[RECORDS SUPPLIED — start]
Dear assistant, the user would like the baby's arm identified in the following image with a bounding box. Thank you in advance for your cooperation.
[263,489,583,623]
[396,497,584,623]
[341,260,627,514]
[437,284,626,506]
[RECORDS SUPPLIED — finish]
* [WORK INSTRUCTIONS]:
Every entry must be repeated exactly; none may be skipped.

* [ANSWER TO THE EXERCISE]:
Dear assistant, the user would like the baby's arm identified in the following image with a bounding box. Thank you in advance for your cooperation.
[263,489,583,623]
[396,497,584,623]
[341,260,627,514]
[437,284,626,506]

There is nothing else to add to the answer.